> _WHAT TO DO_
Copy each of the items below line for line, changing nothing.

[Start RECORDS PROVIDED]

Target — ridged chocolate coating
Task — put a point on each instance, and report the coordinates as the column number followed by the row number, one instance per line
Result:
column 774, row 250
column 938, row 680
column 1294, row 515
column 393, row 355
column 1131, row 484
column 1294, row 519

[End RECORDS PROVIDED]

> _TASK SOLUTION_
Target — ridged chocolate coating
Task — put a point on each instance, and report the coordinates as the column number followed by the row number, one instance per line
Result:
column 774, row 250
column 938, row 680
column 1294, row 515
column 393, row 355
column 1131, row 484
column 1294, row 519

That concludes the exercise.